Directions for this task: Print the following entries without any change.

#### Record extracts ####

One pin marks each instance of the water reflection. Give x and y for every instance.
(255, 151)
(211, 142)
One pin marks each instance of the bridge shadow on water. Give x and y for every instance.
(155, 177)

####

Response area:
One pin marks each instance of the water reflection. Give x and y for every instance.
(255, 151)
(211, 142)
One pin marks each instance of the bridge shadow on water. Give x and y for every instance.
(155, 177)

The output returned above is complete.